▸ BLOK TEKS
——————————

MUTU PENDIDIKAN DISEKOLAH
Salah satu indikator keberhasilan
kepemimpinan seorang kepala sekolah diukur dari mutu pendidikan yang ada di
sekolah yang dipimpinnya. Dalam
konteks pendidikan, pengertian mutu mencakup input, proses, dan output
pendidikan (Depdiknas, 2001:5). Input
pendidikan adalah segala sesuatu yang harus tersedia karena dibutuhkan untuk
berlangsungnya proses. Proses pendidikan merupakan berubahnya sesuatu menjadi
sesuatu yang lain dengan mengintegrasikan input sekolah sehingga mampu
menciptakan situasi pembelajaran yang menyenangkan (enjoyable learning), mampu
mendorong motivasi dan minat belajar, dan benar-benar mampu memberdayakan
peserta didik. Output pendidikan adalah merupakan kinerja sekolah yang dapat
diukur dari kualitasnya, efektivitasnya, produktivitasnya, efisiensinya,
inovasinya, dan moral kerjanya.
Dalam konsep yang lebih luas, mutu pendidikan mempunyai makna sebagai suatu
kadar proses dan hasil pendidikan secara keseluruhan yang ditetapkan sesuai
dengan pendekatan dan kriteria tertentu (Surya,
2002:12).
Proses pendidikan yang bermutu ditentukan oleh berbagai unsur dinamis yang
akan ada dalam sekolah itu sendiri dan
lingkungannya sebagai suatu kesatuan sistem. Menurut Townsend dan Butterworth
(1992:35) dalam bukunya Your Child’s
Scholl, ada sepuluh faktor penentu terwujudnya proses pendidikan yang
bermutu, yakni keefektifan kepemimpinan kepala
sekolah; partisipasi dan rasa tanggung jawab guru dan staf; proses belajar-mengajar yang efektif;pengembangan staf yang terpogram; kurikulum yang relevan; memiliki visi
dan misi yang jelas; iklim sekolah
yang kondusif; penilaian diri terhadap
kekuatan dan kelemahan; komunikasi
efektif baik internal maupun eksternal; serta keterlibatan orang tua dan masyarakat secara instrinsik.
Berdasarkan konsep mutu pendidikan tersebut maka dapat dipahami bahwa pembangunan pendidikan bukan hanya terfokus pada
penyediaan faktor input pendidikan tetapi juga harus lebih memperhatikan faktor
proses pendidikan.Input pendidikan merupakan hal yang mutlak harus ada dalam
batas-batas tertentu tetapi tidak menjadi jaminan dapat secara otomatis
meningkatkan mutu pendidikan (school resources are necessary but not sufficient
condition to improve student achievement).

——————————

▸ BAHAN YANG DISEDIAKAN
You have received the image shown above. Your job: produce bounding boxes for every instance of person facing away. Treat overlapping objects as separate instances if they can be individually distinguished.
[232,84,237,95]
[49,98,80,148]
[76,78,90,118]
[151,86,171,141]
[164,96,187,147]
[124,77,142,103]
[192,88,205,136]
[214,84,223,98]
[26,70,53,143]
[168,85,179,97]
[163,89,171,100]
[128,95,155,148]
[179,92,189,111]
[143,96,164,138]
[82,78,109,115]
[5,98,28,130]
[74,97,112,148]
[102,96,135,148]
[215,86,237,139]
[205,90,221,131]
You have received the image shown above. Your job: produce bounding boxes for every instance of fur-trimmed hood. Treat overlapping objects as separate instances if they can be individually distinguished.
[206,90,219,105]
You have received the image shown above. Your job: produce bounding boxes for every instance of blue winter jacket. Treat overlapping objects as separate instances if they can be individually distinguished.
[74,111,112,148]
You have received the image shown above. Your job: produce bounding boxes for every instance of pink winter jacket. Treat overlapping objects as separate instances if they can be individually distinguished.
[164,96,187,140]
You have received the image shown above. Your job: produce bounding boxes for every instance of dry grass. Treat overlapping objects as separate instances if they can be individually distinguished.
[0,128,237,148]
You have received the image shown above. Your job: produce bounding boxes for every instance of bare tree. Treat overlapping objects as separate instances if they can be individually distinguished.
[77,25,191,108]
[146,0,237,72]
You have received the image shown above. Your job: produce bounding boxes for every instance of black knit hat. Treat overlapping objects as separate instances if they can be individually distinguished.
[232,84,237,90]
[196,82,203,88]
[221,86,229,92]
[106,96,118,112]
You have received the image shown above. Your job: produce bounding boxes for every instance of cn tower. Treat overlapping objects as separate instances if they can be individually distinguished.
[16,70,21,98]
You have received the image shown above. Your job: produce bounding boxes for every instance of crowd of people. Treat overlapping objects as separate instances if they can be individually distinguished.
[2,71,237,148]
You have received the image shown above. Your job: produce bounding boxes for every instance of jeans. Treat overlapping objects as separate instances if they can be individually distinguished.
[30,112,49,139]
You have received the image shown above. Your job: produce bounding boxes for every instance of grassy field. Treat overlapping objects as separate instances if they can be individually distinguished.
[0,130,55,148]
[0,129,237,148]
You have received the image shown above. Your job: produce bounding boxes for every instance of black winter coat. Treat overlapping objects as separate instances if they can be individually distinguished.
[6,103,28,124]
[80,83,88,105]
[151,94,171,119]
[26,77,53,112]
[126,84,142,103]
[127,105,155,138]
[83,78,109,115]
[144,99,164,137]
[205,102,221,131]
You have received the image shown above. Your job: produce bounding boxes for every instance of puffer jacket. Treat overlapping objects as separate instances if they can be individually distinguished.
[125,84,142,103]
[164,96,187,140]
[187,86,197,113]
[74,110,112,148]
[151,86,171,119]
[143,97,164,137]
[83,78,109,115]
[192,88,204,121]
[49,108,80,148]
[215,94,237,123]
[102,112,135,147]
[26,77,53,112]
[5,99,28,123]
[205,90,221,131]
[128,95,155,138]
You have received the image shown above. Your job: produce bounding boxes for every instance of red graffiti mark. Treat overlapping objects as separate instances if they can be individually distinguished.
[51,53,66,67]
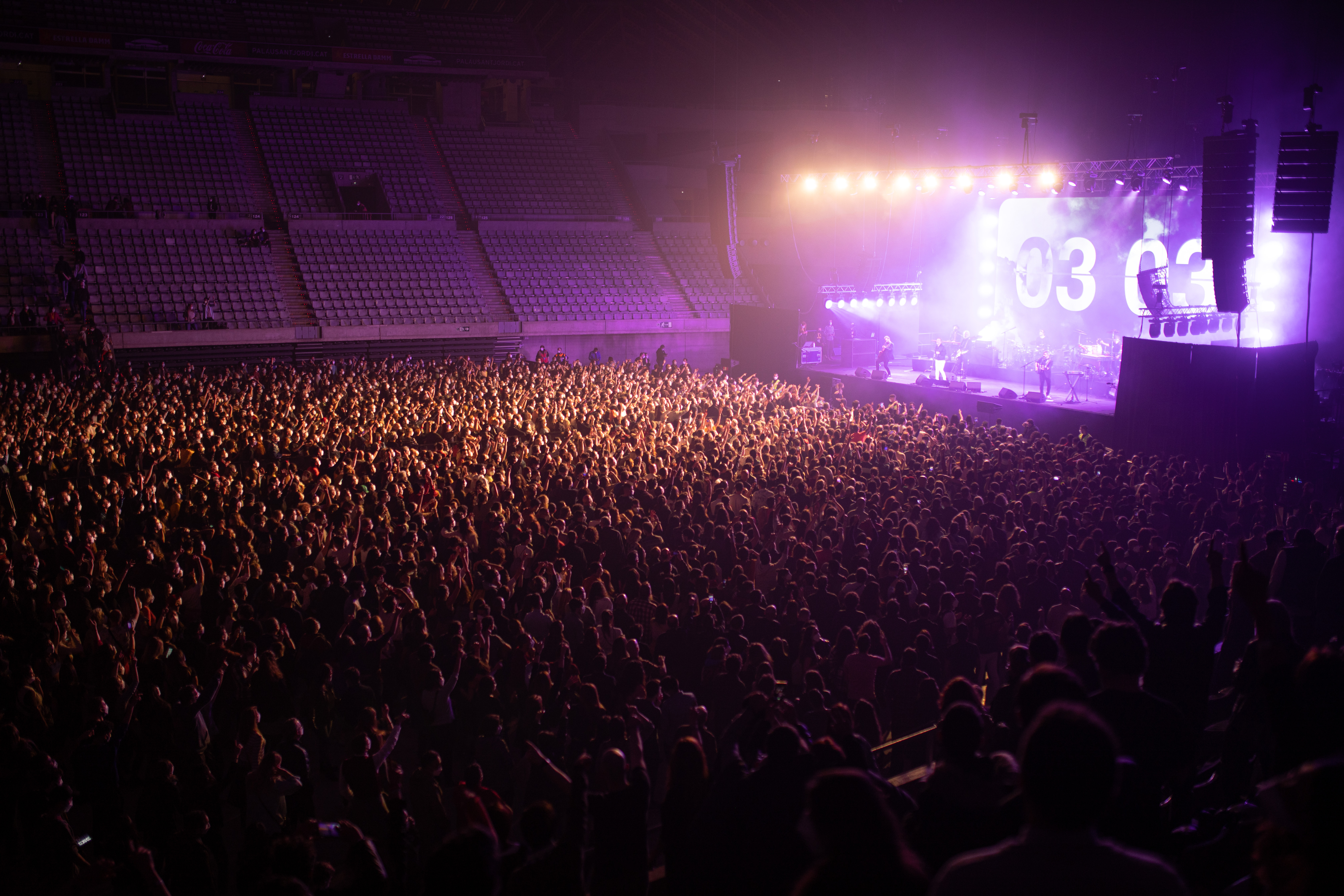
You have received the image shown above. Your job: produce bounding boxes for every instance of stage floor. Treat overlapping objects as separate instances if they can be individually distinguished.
[801,359,1116,416]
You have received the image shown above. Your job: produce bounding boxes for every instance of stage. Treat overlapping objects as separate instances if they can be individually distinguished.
[796,359,1116,443]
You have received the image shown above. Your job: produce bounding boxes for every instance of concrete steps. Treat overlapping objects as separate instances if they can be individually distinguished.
[411,116,470,230]
[453,230,517,321]
[632,230,694,317]
[228,109,285,230]
[269,230,317,326]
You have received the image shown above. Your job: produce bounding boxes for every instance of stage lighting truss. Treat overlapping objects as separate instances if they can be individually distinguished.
[780,156,1203,197]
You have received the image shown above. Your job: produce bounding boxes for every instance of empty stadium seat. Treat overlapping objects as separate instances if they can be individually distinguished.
[437,121,616,218]
[52,97,251,212]
[79,222,290,333]
[481,230,673,321]
[253,102,442,214]
[290,224,484,326]
[656,234,761,317]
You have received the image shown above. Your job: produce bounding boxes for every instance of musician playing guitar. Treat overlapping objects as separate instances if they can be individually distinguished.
[1036,348,1055,399]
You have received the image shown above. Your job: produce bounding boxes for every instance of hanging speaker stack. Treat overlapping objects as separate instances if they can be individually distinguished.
[1200,111,1257,314]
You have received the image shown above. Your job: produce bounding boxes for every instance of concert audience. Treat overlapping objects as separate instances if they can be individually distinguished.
[0,355,1344,896]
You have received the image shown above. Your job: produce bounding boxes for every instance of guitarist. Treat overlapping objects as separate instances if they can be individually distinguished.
[1036,348,1055,399]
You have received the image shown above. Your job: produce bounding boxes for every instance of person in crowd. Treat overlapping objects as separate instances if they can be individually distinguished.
[0,352,1344,896]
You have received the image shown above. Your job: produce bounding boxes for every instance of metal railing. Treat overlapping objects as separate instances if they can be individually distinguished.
[872,725,938,786]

——————————

▸ PETUNJUK
(1) Menurut Townsend dan Butterworth dalam teks tentang mutu pendidikan, berapa banyak faktor yang menentukan terwujudnya proses pendidikan yang bermutu?
(2) Berdasarkan teks tentang mutu pendidikan, jelaskan mengapa pembangunan pendidikan tidak cukup hanya terfokus pada penyediaan faktor input.
(3) Tulis ulang bagian teks tentang mutu pendidikan antara "Berdasarkan konsep mutu" dan "improve student achievement).", inklusif, dengan mengganti "pembangunan" menjadi "pengembangan".

▸ JAWABAN TUGAS
(1) Sepuluh faktor.

(2) Input pendidikan memang mutlak harus ada dalam batas-batas tertentu. Namun, input tidak menjamin mutu pendidikan akan meningkat secara otomatis, sehingga faktor proses pendidikan juga harus lebih diperhatikan.

(3)
Berdasarkan konsep mutu pendidikan tersebut maka dapat dipahami bahwa pengembangan pendidikan bukan hanya terfokus pada
penyediaan faktor input pendidikan tetapi juga harus lebih memperhatikan faktor
proses pendidikan.Input pendidikan merupakan hal yang mutlak harus ada dalam
batas-batas tertentu tetapi tidak menjadi jaminan dapat secara otomatis
meningkatkan mutu pendidikan (school resources are necessary but not sufficient
condition to improve student achievement).